文档节选 ::
人脸识别增强的 LowPoly 图像风格化（其二）

2023 年 2 月 28 日•

Salient Object Detect 显著物体检测（SOD）

深入研究 LowPoly 图像风格化的话题之后，不可避免地接触到 SOD 这个领域。SOD 是图像处理领域非常基础的方向，学界研究热度一直很高。Saliency Detection 或者说 Salient Object Detection，显著物体检测，其目标是模拟人类的视觉系统，从图像中检测提取最吸引人的像素集或者区域。在图像处理的很多应用领域中，SOD 都是关键处理步骤，譬如前景提取、图像分类、图像/视频分割、目标检测/识别等。

sod-in-summary

某篇论文里对于 SOD 效果的配图。左图是原始图，中图是人工标注的真实结果（ground true），右图是算法提取的结果

实际挖掘领域论文的情况来看，多媒体的资源越来越多，需要有效提取图片或者视频帧关键信息的场合也就显得越来越重要。SOD 也可以作为图片或者视频预处理的一部分，为后续例如人脸识别等任务提前做好性能优化。因此这个领域在 CV 学界炙手可热。甚至有一篇综论类的论文，专门做了目前为止流行算法的 benchmark：https://github.com/DengPingFan/SODBenchmark。

《Salient Objects in Clutter》

从这篇综述看，目前这个领域基本有两大阵营，一方是传统方法做 SOD，另一方是 Deep Learning。传统方法就是基于图片本身的各种信息，纯信息处理的方式提取 Saliency：

traditional-sod

而 Deep Learning 的方法则是采用各种场景的人工标注过的测试训练集做预训练，得到的模型再对新的图片进行 Saliency 识别。

书面任务 ::
**a.** 请根据显著物体检测一文回答下列问题。
(i) 这篇文章的发布日期是哪一天？
(ii) 文中说 SOD 的目标是什么？
(iii) 按文中提到的那篇综述，这个领域目前分为哪两大阵营？
**b.** 请把显著物体检测一文中从“sod-in-summary”一直到“的方法则是采用各种场景的人工标注过的测试训练集做预训练，得到的模型再对新的图片进行 Saliency 识别。”的这段文字逐字抄录下来。
**c.** 请接着显著物体检测一文的最后一句继续往下写。

所给数据 ::
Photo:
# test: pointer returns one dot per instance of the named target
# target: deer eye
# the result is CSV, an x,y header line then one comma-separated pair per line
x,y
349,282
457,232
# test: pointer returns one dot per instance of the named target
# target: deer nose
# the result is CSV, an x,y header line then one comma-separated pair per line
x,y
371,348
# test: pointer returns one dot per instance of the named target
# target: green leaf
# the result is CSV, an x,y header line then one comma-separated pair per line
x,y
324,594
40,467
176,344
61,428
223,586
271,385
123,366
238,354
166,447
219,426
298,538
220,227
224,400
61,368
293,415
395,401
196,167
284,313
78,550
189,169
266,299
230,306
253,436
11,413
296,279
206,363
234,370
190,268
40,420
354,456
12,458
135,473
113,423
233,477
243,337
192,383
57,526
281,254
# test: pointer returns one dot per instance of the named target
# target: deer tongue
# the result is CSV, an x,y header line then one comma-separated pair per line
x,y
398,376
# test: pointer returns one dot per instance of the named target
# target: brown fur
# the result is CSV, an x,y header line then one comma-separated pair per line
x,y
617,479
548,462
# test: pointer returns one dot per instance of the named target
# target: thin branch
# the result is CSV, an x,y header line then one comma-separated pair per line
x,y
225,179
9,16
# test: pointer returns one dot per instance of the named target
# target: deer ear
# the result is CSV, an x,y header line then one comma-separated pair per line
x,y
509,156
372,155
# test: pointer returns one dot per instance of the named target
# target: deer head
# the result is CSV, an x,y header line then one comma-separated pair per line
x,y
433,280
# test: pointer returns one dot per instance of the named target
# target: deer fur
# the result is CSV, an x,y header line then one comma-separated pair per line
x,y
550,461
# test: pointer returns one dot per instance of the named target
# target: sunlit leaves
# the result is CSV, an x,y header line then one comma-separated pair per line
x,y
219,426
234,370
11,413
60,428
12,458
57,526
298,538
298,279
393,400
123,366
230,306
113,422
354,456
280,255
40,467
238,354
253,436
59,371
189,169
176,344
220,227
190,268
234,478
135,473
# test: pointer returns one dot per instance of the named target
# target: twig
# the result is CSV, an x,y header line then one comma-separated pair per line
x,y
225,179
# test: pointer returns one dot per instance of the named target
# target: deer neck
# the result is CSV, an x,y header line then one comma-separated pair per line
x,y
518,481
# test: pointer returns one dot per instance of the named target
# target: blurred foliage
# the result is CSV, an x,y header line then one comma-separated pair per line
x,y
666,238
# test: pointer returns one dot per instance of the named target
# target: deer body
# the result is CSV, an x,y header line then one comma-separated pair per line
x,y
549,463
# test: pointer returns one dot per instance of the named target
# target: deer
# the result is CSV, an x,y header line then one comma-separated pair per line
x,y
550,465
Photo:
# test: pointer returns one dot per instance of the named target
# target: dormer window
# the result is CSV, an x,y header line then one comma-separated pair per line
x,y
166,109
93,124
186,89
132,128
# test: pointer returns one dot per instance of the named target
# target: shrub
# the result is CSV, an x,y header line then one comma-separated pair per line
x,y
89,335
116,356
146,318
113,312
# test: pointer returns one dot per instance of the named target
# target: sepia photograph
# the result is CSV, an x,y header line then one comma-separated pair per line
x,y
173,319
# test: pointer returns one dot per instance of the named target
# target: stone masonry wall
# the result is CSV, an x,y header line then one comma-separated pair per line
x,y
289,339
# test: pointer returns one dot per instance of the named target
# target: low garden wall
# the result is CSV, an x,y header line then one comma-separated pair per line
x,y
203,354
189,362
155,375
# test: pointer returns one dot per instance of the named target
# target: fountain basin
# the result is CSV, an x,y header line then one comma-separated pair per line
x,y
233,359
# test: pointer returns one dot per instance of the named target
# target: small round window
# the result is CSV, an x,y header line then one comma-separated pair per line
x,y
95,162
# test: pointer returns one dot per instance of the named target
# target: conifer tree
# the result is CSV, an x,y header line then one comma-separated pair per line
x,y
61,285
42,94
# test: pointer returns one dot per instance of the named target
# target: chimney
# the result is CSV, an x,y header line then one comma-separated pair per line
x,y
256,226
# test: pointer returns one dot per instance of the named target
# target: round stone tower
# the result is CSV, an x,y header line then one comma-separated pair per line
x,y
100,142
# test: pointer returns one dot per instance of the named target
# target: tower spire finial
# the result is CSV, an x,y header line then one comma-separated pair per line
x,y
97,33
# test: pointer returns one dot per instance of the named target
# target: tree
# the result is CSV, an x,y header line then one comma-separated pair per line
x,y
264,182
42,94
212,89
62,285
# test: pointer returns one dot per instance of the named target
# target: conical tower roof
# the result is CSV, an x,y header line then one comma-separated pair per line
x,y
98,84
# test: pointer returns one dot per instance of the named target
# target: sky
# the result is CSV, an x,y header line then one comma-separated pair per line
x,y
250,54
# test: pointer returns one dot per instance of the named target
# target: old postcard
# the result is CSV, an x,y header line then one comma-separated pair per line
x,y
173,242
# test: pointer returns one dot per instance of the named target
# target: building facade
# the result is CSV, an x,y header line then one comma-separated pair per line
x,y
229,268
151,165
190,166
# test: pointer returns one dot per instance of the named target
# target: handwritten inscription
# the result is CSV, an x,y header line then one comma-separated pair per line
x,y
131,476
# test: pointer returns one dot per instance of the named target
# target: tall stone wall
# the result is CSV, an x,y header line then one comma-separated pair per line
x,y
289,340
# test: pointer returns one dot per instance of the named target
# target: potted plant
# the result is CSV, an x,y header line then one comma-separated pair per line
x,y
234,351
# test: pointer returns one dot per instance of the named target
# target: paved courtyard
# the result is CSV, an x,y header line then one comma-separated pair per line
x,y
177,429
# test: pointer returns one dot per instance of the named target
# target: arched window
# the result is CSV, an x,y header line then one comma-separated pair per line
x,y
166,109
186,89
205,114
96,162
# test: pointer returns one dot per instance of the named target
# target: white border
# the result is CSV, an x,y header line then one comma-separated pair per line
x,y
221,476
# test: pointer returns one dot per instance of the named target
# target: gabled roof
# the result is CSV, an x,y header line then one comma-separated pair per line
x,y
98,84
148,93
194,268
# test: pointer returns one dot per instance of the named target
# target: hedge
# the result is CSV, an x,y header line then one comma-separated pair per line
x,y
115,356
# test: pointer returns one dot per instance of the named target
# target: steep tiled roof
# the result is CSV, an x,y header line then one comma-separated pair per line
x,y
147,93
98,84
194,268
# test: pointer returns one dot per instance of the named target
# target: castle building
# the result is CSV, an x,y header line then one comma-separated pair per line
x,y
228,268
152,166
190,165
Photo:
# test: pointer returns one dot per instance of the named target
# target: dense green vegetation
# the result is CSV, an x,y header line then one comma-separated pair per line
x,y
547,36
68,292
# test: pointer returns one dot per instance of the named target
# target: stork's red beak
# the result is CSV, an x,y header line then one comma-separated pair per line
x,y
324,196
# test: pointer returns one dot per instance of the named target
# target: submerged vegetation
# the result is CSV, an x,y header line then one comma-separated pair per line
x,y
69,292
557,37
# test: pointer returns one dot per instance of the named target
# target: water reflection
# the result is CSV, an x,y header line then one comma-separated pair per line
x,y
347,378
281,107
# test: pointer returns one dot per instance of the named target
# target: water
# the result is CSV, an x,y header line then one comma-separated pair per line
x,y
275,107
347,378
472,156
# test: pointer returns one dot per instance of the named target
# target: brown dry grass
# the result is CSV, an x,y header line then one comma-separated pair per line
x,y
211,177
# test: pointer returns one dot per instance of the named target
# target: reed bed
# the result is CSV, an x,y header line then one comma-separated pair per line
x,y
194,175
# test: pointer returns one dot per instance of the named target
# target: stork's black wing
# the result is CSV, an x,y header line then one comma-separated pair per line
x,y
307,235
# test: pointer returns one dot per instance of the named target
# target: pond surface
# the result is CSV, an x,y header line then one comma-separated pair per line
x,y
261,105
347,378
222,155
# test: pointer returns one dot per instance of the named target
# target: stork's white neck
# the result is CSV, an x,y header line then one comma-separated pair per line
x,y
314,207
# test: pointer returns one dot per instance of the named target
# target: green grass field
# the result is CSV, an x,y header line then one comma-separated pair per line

练习答案 ::
**a.**
(i) 2023 年 2 月 28 日。
(ii) 模拟人类的视觉系统，从图像中检测提取最吸引人的像素集或者区域。
(iii) 一方是传统方法做 SOD，另一方是 Deep Learning。

**b.**
sod-in-summary

某篇论文里对于 SOD 效果的配图。左图是原始图，中图是人工标注的真实结果（ground true），右图是算法提取的结果

实际挖掘领域论文的情况来看，多媒体的资源越来越多，需要有效提取图片或者视频帧关键信息的场合也就显得越来越重要。SOD 也可以作为图片或者视频预处理的一部分，为后续例如人脸识别等任务提前做好性能优化。因此这个领域在 CV 学界炙手可热。甚至有一篇综论类的论文，专门做了目前为止流行算法的 benchmark：https://github.com/DengPingFan/SODBenchmark。

《Salient Objects in Clutter》

从这篇综述看，目前这个领域基本有两大阵营，一方是传统方法做 SOD，另一方是 Deep Learning。传统方法就是基于图片本身的各种信息，纯信息处理的方式提取 Saliency：

traditional-sod

而 Deep Learning 的方法则是采用各种场景的人工标注过的测试训练集做预训练，得到的模型再对新的图片进行 Saliency 识别。

**c.**
sod-by-deep-learning

可以看到，15 年往后，单纯从最终识别效果来看，Deep Learning 的方法就开始慢慢超越传统方法，并且 19 年往后大大拉开了差距。问题在于传统算法的性能极限极高，头部的算法相比 Deep Learning 算法有几十倍、上百倍的优势，在计算资源有限、对性能敏感的场景下，传统方法依然是主流。只是从研究团体规模来看，做传统方向算法研究的人越来越少，现在已经是少数群体了。

不过回到实操层面，在 Web 下做 SOD 这件事，只能选择传统方式做。因为用户要处理的图片主题、场景是不确定的，要生成足以应对通用场景的模型，训练量太大，最终模型的体积对前端 toC 应用而言，目前是不可接受的。但哪怕是选择传统方式，目前社区也基本无可用资源。OpenCV 项目本身，Saliency 相关的模块在算法包以及 ximgproc 包里，这两个包几乎没有做过 WebAssembly 的兼容和构建。另外，传统方向效果比较好的算法，通常都有比较强的平台依赖性或者硬件依赖性，譬如有些必须运行在 Matlab 环境，有些依赖 Coda GPU 计算框架，有的干脆就全程使用 GPU 运算，没有办法满足 Web 使用环境的要求。这些方法，哪怕跑通了 WebAssembly 构建的流程，最终也是无法使用的。

所以这个方向上的结论目前是这样的，它对于最终 LowPoly 生成效果的影响主要是辅助类的，就是提取出来 Saliency 之后，我们可以对 Saliency 做更强的点采样，对非 Saliency 区域做模糊化或者干脆就不做 LowPoly 处理。这个能力对于未来这个方向上做进一步的风格化是很有用的，但对通用场景的 LowPoly 优先级还不够高。

探索这个方向的收获有两个，一个是大概看懂了 gai2015 博士论文中取点区别对待的方式，另一个是通过研读论文，从一个关联领域里得知两个影响更为深远的重要技巧：如何尽可能减少尖锐角三角形，以及如何更合理地取色。这个关联领域就是 SuperPixel 超像素。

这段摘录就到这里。